--- Work request ---
Pull every line that includes the word "glass" out of the data below and copy it.

--- Recorded data ---
☆ ☆ ☆ ☆ ☆
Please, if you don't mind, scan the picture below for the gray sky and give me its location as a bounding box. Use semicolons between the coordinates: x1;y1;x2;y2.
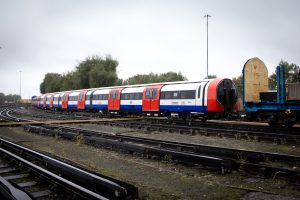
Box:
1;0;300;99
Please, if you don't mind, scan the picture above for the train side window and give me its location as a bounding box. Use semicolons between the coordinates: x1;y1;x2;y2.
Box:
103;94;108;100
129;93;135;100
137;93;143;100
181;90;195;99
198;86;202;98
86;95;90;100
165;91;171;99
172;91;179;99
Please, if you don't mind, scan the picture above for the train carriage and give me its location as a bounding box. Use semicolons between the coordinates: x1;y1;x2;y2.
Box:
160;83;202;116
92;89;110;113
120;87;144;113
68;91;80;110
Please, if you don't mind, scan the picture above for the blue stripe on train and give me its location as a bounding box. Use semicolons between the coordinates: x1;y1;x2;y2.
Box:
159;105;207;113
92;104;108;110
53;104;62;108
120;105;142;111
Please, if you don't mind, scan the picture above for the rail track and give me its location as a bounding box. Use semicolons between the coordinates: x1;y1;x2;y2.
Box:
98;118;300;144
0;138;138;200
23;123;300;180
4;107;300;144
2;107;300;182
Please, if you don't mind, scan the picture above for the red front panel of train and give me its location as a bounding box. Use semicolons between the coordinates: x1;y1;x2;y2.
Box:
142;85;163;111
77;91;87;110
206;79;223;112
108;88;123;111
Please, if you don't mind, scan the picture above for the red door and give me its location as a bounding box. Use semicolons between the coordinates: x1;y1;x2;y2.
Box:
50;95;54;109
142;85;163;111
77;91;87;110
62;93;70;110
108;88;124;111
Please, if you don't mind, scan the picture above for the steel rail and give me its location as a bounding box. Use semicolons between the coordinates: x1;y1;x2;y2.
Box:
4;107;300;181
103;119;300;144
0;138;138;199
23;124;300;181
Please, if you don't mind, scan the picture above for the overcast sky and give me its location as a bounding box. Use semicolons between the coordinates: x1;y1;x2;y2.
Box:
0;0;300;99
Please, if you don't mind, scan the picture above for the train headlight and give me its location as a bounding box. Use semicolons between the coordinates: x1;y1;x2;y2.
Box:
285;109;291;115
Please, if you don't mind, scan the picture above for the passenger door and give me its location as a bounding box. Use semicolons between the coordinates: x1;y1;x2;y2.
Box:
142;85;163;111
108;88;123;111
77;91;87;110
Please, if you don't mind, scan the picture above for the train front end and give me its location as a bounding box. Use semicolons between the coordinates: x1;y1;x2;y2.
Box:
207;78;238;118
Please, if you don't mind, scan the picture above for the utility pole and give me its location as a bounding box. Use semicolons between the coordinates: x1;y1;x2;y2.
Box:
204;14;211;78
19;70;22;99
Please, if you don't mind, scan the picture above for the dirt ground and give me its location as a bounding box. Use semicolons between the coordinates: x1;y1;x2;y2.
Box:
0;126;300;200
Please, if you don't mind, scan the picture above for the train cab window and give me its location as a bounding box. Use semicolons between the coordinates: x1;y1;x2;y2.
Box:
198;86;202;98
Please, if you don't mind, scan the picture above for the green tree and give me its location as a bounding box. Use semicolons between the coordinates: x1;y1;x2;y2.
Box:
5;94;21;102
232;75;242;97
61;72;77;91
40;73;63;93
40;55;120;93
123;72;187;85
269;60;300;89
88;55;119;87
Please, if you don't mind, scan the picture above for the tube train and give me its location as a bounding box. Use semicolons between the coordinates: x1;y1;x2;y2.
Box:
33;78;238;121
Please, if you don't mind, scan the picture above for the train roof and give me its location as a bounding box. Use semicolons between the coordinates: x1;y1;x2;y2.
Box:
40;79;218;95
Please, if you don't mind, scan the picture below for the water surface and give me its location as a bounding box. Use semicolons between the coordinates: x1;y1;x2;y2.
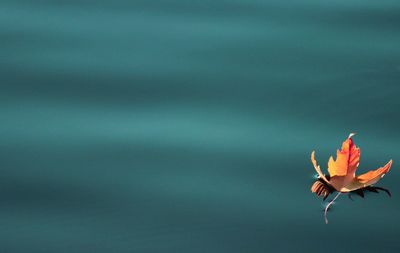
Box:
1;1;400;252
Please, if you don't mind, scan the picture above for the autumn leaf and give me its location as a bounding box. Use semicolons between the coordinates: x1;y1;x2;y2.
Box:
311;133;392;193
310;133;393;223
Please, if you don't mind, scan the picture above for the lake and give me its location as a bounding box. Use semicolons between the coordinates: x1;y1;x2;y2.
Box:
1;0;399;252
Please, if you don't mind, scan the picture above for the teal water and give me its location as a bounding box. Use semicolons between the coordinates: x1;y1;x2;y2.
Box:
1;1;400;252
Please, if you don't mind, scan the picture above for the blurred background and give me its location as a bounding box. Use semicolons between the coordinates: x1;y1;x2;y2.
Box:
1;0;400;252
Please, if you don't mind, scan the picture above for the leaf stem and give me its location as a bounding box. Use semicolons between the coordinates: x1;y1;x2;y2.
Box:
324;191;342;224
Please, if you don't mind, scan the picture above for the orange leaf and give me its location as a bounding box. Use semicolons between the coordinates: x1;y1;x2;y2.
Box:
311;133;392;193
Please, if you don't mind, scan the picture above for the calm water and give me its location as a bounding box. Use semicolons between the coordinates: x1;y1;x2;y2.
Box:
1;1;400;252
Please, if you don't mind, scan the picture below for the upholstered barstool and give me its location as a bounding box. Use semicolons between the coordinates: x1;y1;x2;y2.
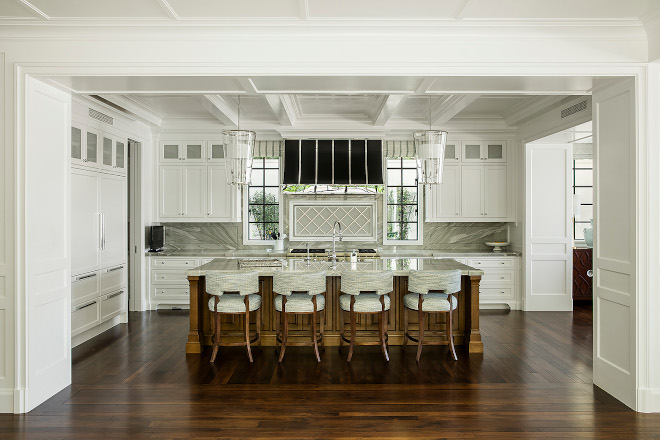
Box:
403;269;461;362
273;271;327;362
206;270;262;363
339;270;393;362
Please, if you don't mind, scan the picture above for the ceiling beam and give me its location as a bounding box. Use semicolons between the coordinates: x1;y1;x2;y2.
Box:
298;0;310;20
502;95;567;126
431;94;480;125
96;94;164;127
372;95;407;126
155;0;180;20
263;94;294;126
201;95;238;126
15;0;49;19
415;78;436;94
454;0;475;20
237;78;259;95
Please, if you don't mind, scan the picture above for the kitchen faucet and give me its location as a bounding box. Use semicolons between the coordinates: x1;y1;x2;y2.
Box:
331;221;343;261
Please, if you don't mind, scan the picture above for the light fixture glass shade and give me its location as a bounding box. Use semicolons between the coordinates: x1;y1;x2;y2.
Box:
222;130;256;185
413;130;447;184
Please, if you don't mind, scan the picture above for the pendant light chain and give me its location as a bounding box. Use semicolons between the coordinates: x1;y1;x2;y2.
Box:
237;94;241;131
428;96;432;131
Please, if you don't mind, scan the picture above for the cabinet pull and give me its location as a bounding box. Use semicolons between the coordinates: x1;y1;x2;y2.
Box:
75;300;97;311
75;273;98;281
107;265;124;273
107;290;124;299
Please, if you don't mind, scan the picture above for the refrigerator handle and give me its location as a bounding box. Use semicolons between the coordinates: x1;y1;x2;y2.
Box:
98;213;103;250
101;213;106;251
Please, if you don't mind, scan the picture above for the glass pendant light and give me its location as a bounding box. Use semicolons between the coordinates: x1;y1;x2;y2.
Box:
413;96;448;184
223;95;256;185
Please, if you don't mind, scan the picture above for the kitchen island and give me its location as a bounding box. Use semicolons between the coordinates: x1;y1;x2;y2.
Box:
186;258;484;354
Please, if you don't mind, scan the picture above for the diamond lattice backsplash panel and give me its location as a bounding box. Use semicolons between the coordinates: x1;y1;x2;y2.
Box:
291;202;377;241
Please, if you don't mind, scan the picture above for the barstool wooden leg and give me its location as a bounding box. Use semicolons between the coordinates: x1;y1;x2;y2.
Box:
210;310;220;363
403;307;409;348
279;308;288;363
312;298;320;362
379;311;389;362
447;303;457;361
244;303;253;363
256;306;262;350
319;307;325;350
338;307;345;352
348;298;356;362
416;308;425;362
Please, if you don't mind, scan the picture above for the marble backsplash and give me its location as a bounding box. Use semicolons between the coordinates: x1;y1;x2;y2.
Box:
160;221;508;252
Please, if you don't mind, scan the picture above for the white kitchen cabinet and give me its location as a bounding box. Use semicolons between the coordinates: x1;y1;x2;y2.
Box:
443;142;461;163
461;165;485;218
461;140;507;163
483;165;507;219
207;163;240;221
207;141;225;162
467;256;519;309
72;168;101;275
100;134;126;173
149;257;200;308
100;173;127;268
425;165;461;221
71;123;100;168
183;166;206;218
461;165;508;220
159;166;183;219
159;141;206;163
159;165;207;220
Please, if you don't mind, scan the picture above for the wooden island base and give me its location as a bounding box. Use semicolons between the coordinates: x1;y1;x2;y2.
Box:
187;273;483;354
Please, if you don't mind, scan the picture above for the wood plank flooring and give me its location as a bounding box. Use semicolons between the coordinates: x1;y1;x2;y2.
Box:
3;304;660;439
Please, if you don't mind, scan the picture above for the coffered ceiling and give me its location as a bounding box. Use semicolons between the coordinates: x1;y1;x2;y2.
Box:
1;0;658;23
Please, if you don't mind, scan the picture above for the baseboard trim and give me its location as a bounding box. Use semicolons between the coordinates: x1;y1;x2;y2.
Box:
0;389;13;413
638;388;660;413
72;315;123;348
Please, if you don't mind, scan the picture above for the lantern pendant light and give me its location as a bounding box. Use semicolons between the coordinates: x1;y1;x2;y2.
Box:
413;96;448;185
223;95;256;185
☆ ☆ ☆ ☆ ☆
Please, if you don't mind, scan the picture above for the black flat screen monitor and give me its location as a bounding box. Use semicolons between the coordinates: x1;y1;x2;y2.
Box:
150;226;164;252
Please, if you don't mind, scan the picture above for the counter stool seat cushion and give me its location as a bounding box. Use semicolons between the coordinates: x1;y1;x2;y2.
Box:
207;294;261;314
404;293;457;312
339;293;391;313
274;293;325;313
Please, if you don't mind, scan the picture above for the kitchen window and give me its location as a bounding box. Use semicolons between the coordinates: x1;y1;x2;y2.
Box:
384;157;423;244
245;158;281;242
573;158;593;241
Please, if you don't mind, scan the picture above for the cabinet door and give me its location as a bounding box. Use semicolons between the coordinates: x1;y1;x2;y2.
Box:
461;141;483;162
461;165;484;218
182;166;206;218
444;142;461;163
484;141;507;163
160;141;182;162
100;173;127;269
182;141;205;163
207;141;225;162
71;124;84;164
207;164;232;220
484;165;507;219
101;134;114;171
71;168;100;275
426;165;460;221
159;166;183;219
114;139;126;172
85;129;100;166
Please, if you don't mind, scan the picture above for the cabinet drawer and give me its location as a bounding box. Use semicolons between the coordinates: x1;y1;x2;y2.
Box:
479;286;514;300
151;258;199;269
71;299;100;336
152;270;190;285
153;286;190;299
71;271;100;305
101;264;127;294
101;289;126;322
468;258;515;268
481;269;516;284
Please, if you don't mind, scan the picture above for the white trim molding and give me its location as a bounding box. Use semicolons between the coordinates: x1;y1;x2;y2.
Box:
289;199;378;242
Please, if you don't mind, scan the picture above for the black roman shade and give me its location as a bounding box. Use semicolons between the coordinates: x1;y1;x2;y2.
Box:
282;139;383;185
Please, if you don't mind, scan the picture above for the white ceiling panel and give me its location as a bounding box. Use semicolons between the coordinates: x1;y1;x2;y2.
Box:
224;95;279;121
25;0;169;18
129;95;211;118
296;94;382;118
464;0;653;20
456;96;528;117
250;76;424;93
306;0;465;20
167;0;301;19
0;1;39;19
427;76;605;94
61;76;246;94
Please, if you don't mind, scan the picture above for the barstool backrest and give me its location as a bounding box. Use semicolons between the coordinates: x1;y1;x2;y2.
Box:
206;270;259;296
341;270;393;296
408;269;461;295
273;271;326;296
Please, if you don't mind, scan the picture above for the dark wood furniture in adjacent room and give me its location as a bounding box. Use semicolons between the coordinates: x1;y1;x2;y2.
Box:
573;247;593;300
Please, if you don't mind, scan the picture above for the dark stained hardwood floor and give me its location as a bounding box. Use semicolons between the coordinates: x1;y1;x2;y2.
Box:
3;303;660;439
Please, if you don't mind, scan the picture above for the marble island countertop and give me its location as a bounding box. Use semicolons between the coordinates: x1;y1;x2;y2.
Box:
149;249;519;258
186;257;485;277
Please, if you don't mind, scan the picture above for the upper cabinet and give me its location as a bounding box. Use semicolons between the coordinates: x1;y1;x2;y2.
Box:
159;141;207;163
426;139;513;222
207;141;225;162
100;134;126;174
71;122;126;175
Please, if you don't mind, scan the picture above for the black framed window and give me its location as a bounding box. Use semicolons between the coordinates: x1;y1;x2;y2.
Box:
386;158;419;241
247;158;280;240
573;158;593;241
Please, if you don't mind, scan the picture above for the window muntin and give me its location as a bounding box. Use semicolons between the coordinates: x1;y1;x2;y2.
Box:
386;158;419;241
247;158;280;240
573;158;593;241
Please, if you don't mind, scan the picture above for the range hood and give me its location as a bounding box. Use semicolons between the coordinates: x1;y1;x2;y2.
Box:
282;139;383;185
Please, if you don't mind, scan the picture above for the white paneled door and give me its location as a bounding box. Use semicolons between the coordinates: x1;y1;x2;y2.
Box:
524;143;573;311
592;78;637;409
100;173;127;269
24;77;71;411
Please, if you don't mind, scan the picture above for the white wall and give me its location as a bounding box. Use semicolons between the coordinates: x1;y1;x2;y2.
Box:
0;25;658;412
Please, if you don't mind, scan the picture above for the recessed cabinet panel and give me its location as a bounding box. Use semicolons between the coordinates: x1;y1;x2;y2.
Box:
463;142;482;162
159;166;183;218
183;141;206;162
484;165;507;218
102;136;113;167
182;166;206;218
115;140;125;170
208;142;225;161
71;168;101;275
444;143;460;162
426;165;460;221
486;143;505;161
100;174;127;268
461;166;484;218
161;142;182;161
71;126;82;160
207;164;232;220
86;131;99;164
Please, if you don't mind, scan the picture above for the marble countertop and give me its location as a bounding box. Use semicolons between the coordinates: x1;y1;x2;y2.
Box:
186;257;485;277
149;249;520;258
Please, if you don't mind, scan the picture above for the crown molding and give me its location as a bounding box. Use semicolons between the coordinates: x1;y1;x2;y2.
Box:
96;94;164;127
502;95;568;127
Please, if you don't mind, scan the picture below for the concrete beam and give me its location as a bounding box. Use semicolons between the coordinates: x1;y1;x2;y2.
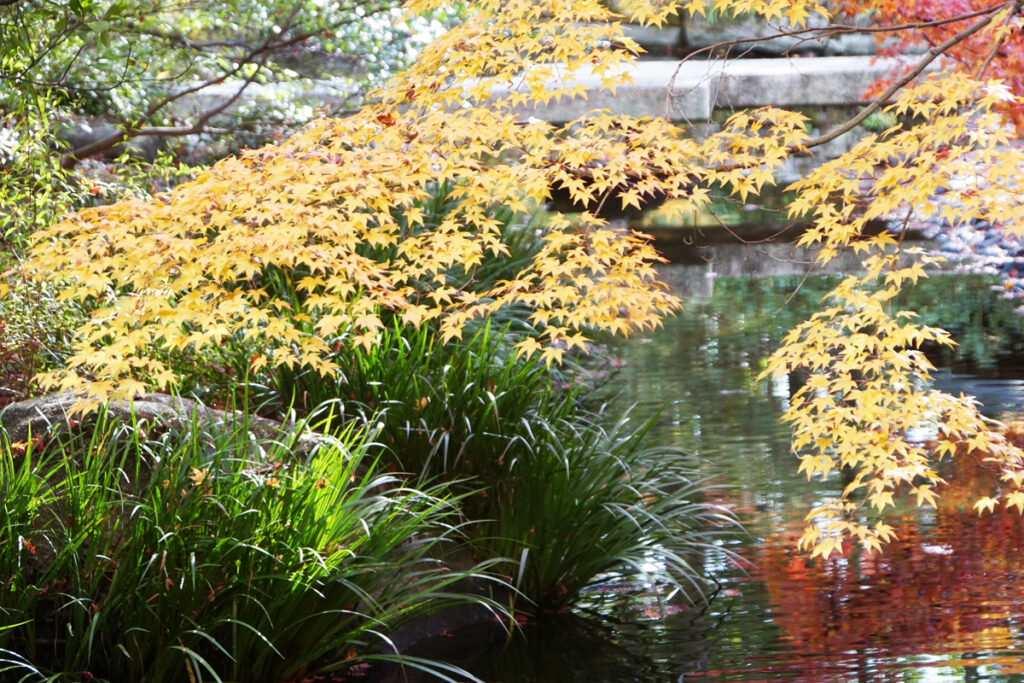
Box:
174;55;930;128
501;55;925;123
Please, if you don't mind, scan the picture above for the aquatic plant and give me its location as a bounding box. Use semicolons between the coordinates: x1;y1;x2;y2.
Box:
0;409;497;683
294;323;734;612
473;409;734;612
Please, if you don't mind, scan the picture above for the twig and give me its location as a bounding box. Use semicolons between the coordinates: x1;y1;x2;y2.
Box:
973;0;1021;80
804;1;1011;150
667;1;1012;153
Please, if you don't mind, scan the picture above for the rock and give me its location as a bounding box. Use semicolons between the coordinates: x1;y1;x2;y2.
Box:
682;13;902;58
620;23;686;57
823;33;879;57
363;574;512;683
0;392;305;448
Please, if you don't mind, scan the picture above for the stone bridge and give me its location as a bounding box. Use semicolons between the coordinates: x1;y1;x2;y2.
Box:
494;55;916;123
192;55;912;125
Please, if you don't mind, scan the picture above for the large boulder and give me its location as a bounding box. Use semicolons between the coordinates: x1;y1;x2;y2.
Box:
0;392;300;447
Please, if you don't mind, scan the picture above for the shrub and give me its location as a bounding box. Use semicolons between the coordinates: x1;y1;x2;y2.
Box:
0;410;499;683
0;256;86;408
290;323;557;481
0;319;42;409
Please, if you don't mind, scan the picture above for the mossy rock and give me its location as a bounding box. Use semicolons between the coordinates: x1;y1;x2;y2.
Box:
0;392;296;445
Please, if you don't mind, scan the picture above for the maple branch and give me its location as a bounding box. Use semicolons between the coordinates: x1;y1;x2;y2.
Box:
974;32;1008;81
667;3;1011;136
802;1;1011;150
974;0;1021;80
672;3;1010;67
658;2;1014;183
☆ ☆ ☆ ☆ ☆
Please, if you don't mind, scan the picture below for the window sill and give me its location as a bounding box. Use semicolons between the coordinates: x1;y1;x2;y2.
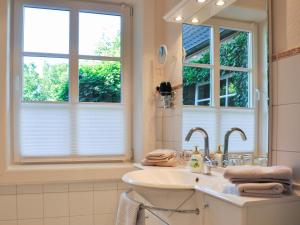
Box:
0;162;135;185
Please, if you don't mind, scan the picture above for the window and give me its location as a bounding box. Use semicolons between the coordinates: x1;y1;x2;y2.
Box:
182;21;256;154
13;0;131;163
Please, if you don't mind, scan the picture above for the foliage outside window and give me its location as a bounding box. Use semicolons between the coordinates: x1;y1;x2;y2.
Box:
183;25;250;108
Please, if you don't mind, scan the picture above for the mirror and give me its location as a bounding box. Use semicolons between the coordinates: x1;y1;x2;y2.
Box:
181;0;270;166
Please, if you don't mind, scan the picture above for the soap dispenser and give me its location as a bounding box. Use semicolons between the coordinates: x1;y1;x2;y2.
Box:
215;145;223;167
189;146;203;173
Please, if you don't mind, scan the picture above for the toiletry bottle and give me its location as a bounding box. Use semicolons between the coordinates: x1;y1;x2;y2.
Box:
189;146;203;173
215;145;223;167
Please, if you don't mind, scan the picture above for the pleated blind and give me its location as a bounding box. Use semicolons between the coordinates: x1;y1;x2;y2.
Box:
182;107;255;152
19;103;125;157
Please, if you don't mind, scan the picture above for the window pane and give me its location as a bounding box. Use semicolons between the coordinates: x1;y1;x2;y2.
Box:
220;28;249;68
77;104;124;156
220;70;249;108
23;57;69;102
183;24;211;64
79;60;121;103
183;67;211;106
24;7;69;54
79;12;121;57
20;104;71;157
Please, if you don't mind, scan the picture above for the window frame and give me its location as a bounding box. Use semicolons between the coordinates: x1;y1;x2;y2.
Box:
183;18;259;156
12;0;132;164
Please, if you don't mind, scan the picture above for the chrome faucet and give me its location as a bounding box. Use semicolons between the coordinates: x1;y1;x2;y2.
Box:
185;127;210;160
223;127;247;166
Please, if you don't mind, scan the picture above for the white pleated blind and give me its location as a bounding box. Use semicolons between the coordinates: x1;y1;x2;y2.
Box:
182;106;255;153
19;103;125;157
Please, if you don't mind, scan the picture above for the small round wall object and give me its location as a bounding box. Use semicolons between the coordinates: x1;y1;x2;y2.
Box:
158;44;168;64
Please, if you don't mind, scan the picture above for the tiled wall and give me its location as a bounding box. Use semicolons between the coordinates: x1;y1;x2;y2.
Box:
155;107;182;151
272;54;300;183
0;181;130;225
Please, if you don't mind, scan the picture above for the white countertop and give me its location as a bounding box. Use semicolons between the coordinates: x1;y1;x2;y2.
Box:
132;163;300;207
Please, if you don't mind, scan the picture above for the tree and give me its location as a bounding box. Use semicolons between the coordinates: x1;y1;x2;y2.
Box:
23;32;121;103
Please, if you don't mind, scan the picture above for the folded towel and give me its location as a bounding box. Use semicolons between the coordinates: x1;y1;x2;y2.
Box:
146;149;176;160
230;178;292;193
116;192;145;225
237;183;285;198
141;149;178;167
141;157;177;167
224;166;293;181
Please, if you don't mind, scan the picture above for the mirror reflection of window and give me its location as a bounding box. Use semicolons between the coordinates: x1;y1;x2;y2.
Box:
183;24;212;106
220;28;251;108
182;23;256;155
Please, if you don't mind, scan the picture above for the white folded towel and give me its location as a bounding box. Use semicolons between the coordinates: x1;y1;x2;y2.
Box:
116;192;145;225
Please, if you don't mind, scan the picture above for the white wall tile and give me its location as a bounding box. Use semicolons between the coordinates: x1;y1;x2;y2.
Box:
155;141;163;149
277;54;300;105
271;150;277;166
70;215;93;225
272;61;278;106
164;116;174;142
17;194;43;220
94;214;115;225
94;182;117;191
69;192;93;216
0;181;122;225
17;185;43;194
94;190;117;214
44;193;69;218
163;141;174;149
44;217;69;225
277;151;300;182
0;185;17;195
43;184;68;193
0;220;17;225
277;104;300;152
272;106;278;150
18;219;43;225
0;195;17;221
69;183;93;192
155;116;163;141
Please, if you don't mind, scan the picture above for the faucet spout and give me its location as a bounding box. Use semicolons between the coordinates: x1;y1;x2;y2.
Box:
☆ ☆ ☆ ☆ ☆
--- Written response ---
Please, if you don't mind, scan the picture above for the light fixture glass shade and give me its location as a bounding box. Use semicolons between the coordinates: x1;y1;x2;y2.
Please, if you don't mind, scan the picture above for the glass pendant light and give me its location as a bounding box. Use semicolons between the coordinates: x1;y1;x2;y2.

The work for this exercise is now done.